Work task:
Scan the listing below and copy each line holding the word "crown".
Start of Recorded data
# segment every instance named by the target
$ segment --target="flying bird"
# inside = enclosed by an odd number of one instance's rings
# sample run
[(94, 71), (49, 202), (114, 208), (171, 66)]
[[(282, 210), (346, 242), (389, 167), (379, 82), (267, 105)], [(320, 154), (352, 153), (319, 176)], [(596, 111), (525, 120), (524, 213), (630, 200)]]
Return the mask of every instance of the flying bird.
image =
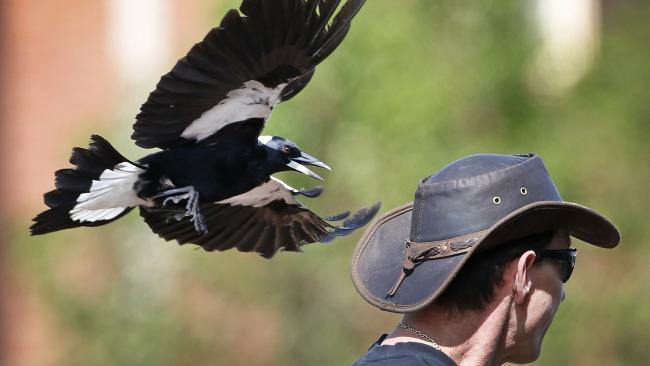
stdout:
[(320, 217), (298, 201), (322, 188), (295, 189), (272, 174), (322, 179), (307, 166), (329, 166), (289, 139), (261, 135), (275, 105), (309, 83), (364, 2), (244, 0), (228, 11), (140, 108), (131, 137), (161, 150), (131, 161), (93, 135), (87, 149), (73, 149), (74, 168), (55, 173), (32, 235), (104, 225), (138, 207), (165, 240), (268, 258), (367, 224), (379, 203)]

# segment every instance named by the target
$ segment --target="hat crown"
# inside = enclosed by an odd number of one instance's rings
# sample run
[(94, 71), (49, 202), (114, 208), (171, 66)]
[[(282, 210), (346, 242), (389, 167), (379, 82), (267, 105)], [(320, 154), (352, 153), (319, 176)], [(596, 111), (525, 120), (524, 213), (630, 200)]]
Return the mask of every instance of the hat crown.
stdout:
[(420, 182), (410, 240), (445, 240), (484, 230), (536, 201), (562, 201), (539, 156), (468, 156)]
[(509, 168), (530, 159), (533, 155), (478, 154), (458, 159), (422, 180), (422, 183), (440, 183), (471, 178), (496, 170)]

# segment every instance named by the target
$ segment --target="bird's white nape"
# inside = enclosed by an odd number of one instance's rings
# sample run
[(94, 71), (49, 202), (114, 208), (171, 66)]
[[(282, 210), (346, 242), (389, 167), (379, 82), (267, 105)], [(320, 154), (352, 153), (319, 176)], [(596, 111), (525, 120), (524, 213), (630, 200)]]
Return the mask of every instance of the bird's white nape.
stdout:
[(273, 139), (273, 136), (264, 135), (257, 137), (257, 141), (259, 141), (259, 143), (262, 145), (267, 145), (271, 139)]

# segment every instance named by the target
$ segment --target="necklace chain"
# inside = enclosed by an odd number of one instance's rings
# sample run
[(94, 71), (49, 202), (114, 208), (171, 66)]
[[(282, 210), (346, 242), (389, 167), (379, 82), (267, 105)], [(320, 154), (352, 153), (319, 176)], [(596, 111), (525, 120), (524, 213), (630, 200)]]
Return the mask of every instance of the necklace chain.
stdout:
[(397, 324), (397, 327), (398, 327), (398, 328), (405, 329), (405, 330), (407, 330), (407, 331), (409, 331), (409, 332), (415, 334), (416, 336), (418, 336), (418, 337), (424, 339), (425, 341), (431, 343), (431, 344), (433, 345), (433, 348), (435, 348), (435, 349), (437, 349), (438, 351), (441, 351), (441, 352), (442, 352), (442, 349), (440, 348), (440, 345), (439, 345), (438, 343), (436, 343), (433, 339), (431, 339), (431, 337), (429, 337), (428, 335), (424, 334), (424, 332), (422, 332), (421, 330), (415, 329), (415, 328), (413, 328), (412, 326), (410, 326), (410, 325), (408, 325), (408, 324), (404, 324), (404, 323), (398, 323), (398, 324)]

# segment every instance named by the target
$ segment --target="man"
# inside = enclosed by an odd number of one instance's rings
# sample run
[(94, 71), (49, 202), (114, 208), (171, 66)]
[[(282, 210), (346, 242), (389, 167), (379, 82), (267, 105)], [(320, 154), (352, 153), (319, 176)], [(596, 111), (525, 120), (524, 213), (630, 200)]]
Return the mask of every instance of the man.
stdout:
[(354, 365), (534, 361), (575, 265), (570, 236), (620, 241), (608, 219), (562, 200), (534, 154), (469, 156), (424, 178), (355, 249), (361, 296), (404, 316)]

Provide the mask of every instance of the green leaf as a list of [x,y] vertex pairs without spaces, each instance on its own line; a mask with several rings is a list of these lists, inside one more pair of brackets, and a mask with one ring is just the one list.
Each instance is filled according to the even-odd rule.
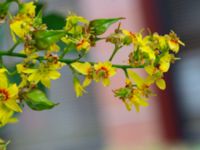
[[64,30],[37,31],[34,33],[35,46],[38,50],[46,50],[52,44],[58,42],[65,34],[66,31]]
[[48,29],[59,30],[65,26],[65,17],[53,12],[45,15],[43,22],[48,26]]
[[96,19],[90,21],[89,28],[95,35],[101,35],[114,23],[124,18]]
[[0,3],[0,25],[5,22],[8,9],[9,2]]
[[34,23],[37,25],[42,24],[42,9],[37,13],[37,16],[35,17]]
[[37,111],[52,109],[54,106],[58,105],[50,101],[46,95],[38,89],[30,91],[25,97],[27,105],[31,109]]

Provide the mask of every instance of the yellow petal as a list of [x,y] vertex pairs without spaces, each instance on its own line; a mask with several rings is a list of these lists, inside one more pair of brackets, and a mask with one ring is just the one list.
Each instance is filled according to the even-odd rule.
[[154,66],[149,65],[149,66],[145,66],[144,69],[149,75],[152,75],[154,73],[155,68]]
[[10,29],[20,38],[24,38],[30,31],[30,25],[24,21],[26,18],[15,19],[10,24]]
[[175,52],[175,53],[178,53],[179,52],[179,49],[180,49],[180,46],[179,46],[179,43],[173,41],[173,40],[169,40],[168,41],[168,44],[169,44],[169,48]]
[[155,57],[156,57],[155,53],[154,53],[154,51],[149,46],[142,46],[140,49],[143,52],[147,53],[150,59],[152,59],[152,60],[155,59]]
[[127,103],[127,102],[124,101],[124,100],[123,100],[123,103],[125,104],[126,109],[127,109],[128,111],[131,111],[131,107],[132,107],[132,105],[131,105],[130,103]]
[[10,119],[8,120],[8,123],[16,123],[16,122],[18,122],[18,119],[17,119],[17,118],[10,118]]
[[47,88],[50,88],[51,86],[51,81],[49,78],[42,78],[41,83]]
[[116,69],[115,68],[110,68],[110,70],[109,70],[109,77],[112,77],[112,76],[114,76],[116,74]]
[[90,85],[91,82],[92,80],[86,77],[85,80],[83,81],[83,87],[87,87],[88,85]]
[[108,78],[103,79],[103,86],[109,86],[110,85],[110,80]]
[[17,96],[18,94],[18,87],[16,84],[13,84],[11,85],[9,88],[8,88],[8,91],[9,91],[9,96],[12,98],[14,96]]
[[71,66],[78,71],[79,73],[83,75],[87,75],[89,72],[89,69],[91,68],[91,64],[88,62],[85,63],[80,63],[80,62],[75,62],[72,63]]
[[42,75],[39,73],[33,73],[28,77],[28,81],[38,83],[42,79]]
[[61,74],[58,71],[50,71],[48,74],[48,77],[53,80],[60,78],[60,76]]
[[22,68],[21,66],[19,66],[19,69],[21,69],[24,73],[34,73],[38,71],[38,69]]
[[86,92],[86,91],[84,90],[83,86],[80,84],[80,81],[78,80],[78,78],[74,77],[73,83],[74,83],[74,90],[76,92],[76,97],[82,96],[83,92]]
[[167,72],[170,68],[170,62],[162,62],[159,66],[159,69],[162,71],[162,72]]
[[135,106],[136,112],[140,112],[140,105],[138,103],[133,103],[133,105]]
[[156,78],[154,76],[148,76],[146,79],[145,79],[145,84],[150,86],[151,84],[153,84],[155,82]]
[[142,87],[144,85],[144,79],[142,79],[137,73],[128,70],[128,75],[131,79],[136,83],[138,87]]
[[33,2],[23,3],[22,5],[22,13],[25,13],[28,16],[34,17],[35,16],[35,8]]
[[0,88],[7,88],[7,87],[8,87],[7,77],[5,75],[0,74]]
[[166,89],[166,83],[165,83],[165,80],[163,80],[163,79],[156,80],[156,85],[161,90]]
[[5,102],[5,105],[13,111],[22,112],[22,109],[19,107],[15,99],[9,99]]

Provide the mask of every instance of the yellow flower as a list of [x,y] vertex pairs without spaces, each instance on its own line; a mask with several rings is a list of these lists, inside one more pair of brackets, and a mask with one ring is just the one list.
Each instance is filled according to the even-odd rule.
[[85,75],[85,80],[83,81],[83,87],[87,87],[93,79],[93,67],[90,63],[72,63],[71,66],[79,73]]
[[157,48],[159,50],[165,50],[168,47],[167,39],[166,39],[165,36],[161,36],[158,33],[154,33],[153,38],[158,42],[158,43],[155,43],[155,44],[156,45],[158,44]]
[[102,81],[104,86],[108,86],[110,84],[109,78],[116,74],[116,69],[112,67],[112,63],[109,61],[95,64],[94,70],[94,80],[96,82]]
[[81,16],[70,14],[66,18],[66,26],[64,29],[72,35],[79,35],[83,32],[83,26],[88,25],[89,21]]
[[[147,88],[148,89],[148,88]],[[139,87],[133,86],[130,79],[126,79],[126,85],[124,88],[120,88],[114,91],[115,96],[119,97],[125,104],[127,110],[131,110],[132,106],[135,107],[136,111],[140,111],[140,106],[148,106],[147,97],[150,95],[150,90],[140,89]]]
[[33,2],[23,3],[20,9],[20,13],[25,14],[29,17],[35,17],[35,8]]
[[135,38],[136,38],[135,34],[132,33],[132,32],[130,32],[130,31],[128,31],[128,30],[123,29],[123,30],[122,30],[122,33],[123,33],[124,35],[126,35],[126,36],[129,36],[129,37],[132,39],[132,41],[134,41]]
[[161,70],[152,65],[146,66],[144,69],[149,74],[149,76],[146,78],[146,82],[149,85],[156,83],[159,89],[161,90],[166,89],[166,83],[165,80],[163,79],[163,72]]
[[162,56],[159,61],[160,71],[167,72],[170,68],[171,60],[172,60],[172,55],[169,53],[166,53],[164,56]]
[[18,87],[16,84],[8,84],[7,80],[0,80],[0,105],[16,112],[22,112],[17,104]]
[[60,47],[59,47],[56,43],[52,44],[52,45],[49,47],[49,51],[50,51],[50,52],[58,52],[59,50],[60,50]]
[[137,112],[140,111],[140,106],[147,107],[149,104],[146,99],[142,97],[142,93],[139,89],[134,89],[132,97],[130,98],[130,104],[135,106]]
[[33,2],[23,3],[21,10],[10,22],[10,29],[18,37],[24,39],[32,27],[36,6]]
[[44,86],[49,88],[51,85],[51,80],[60,78],[61,74],[57,70],[63,66],[64,64],[60,62],[57,62],[56,64],[41,63],[37,69],[24,68],[22,72],[29,75],[28,81],[34,84],[37,84],[41,81]]
[[168,40],[169,48],[175,53],[179,52],[180,45],[185,46],[185,44],[177,37],[176,33],[173,31],[171,31],[169,35],[166,35],[166,38]]
[[94,67],[88,62],[75,62],[72,63],[71,66],[76,71],[86,76],[83,87],[88,86],[92,79],[96,82],[102,81],[104,86],[108,86],[110,84],[109,78],[116,74],[116,69],[113,68],[111,62],[108,61],[99,62],[98,64],[95,64]]
[[134,34],[133,44],[135,49],[139,49],[141,52],[146,53],[151,60],[155,59],[155,52],[151,47],[151,41],[149,41],[149,37],[143,37],[142,33]]
[[22,39],[30,32],[30,28],[30,19],[26,16],[17,16],[10,23],[11,31]]
[[79,43],[77,43],[76,45],[76,49],[78,51],[82,51],[82,50],[85,50],[85,51],[88,51],[90,49],[90,43],[88,40],[86,39],[82,39]]

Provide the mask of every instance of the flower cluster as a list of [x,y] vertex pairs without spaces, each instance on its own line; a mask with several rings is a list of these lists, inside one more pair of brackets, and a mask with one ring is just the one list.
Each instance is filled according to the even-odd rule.
[[[9,12],[11,3],[17,3],[19,8],[13,16]],[[42,11],[36,12],[33,1],[5,0],[0,6],[0,23],[10,14],[8,22],[14,42],[7,51],[0,50],[0,127],[16,122],[13,115],[22,112],[24,105],[36,111],[55,107],[57,104],[49,100],[42,89],[50,88],[51,80],[59,79],[60,70],[66,69],[65,66],[72,71],[77,97],[86,92],[92,81],[109,86],[110,78],[116,75],[117,70],[123,70],[125,86],[113,90],[114,95],[122,100],[128,110],[135,106],[139,111],[140,106],[148,106],[147,100],[154,95],[151,85],[156,84],[161,90],[166,88],[164,73],[178,59],[175,54],[180,46],[184,46],[173,31],[166,35],[144,35],[143,32],[133,33],[123,29],[121,23],[113,33],[102,36],[112,24],[124,18],[89,21],[70,13],[60,30],[49,30],[48,25],[43,23]],[[114,45],[111,56],[104,62],[83,61],[100,40]],[[19,44],[24,45],[23,50],[14,52]],[[113,64],[113,58],[124,46],[131,47],[126,61],[128,64]],[[73,59],[67,55],[72,50]],[[16,64],[14,72],[19,76],[19,82],[12,83],[8,79],[13,73],[6,68],[2,59],[4,56],[23,58]],[[143,68],[146,76],[140,76],[133,71],[134,68]],[[84,77],[83,81],[80,76]]]
[[184,46],[184,43],[173,31],[166,35],[153,33],[147,36],[127,30],[123,30],[123,33],[132,39],[134,46],[129,54],[129,64],[143,66],[148,76],[143,79],[137,73],[128,70],[128,76],[135,84],[129,80],[125,88],[115,90],[114,93],[116,97],[122,99],[128,110],[131,110],[131,106],[134,105],[139,111],[140,105],[147,106],[147,102],[144,103],[144,101],[152,95],[149,89],[152,84],[155,83],[161,90],[166,88],[164,73],[168,72],[170,64],[178,59],[175,54],[178,53],[180,45]]

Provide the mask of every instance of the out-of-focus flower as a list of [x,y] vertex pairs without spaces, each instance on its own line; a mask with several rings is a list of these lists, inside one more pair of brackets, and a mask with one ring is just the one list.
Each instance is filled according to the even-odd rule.
[[185,46],[185,44],[177,37],[176,33],[171,31],[169,35],[166,35],[166,38],[168,40],[168,45],[170,50],[172,50],[175,53],[179,52],[180,45]]

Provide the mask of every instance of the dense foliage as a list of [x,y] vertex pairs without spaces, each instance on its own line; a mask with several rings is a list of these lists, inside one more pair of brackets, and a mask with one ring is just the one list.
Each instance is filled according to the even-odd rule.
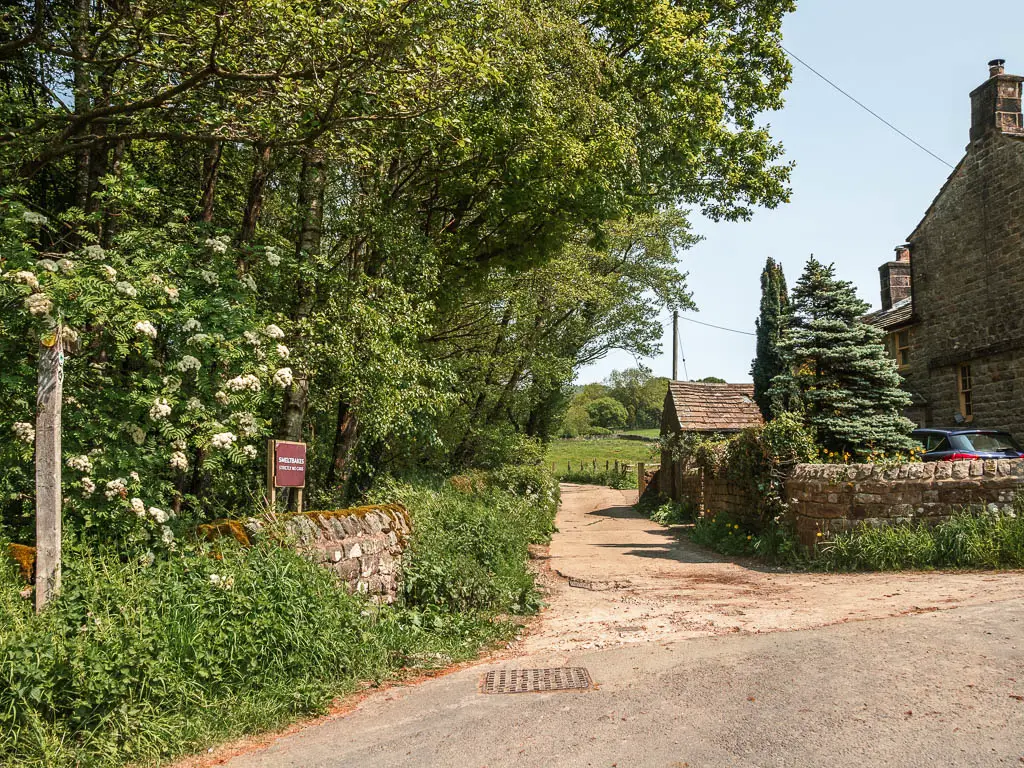
[[868,305],[835,268],[813,257],[793,289],[792,319],[780,347],[786,370],[771,394],[787,397],[825,450],[863,460],[908,452],[913,422],[901,415],[910,397],[882,333],[861,322]]
[[13,3],[3,523],[27,540],[58,332],[72,531],[172,544],[251,508],[267,436],[311,444],[327,506],[552,433],[579,365],[689,306],[684,211],[786,199],[758,117],[792,7]]
[[[603,383],[577,387],[562,418],[563,437],[603,434],[603,430],[654,429],[668,392],[668,379],[645,368],[612,371]],[[621,406],[621,410],[616,405]]]
[[535,468],[469,488],[392,487],[415,538],[405,599],[375,606],[264,537],[125,559],[67,553],[41,615],[0,558],[0,764],[150,763],[324,710],[360,681],[443,667],[507,639],[533,611],[526,548],[556,489]]
[[772,381],[785,373],[786,358],[779,348],[789,324],[789,293],[782,265],[769,257],[761,271],[761,310],[757,317],[757,356],[750,367],[754,400],[765,420],[786,409],[785,399],[772,394]]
End of Recorded data
Exercise solution:
$ segment --target="hat crown"
Return the mask of every instance of the hat crown.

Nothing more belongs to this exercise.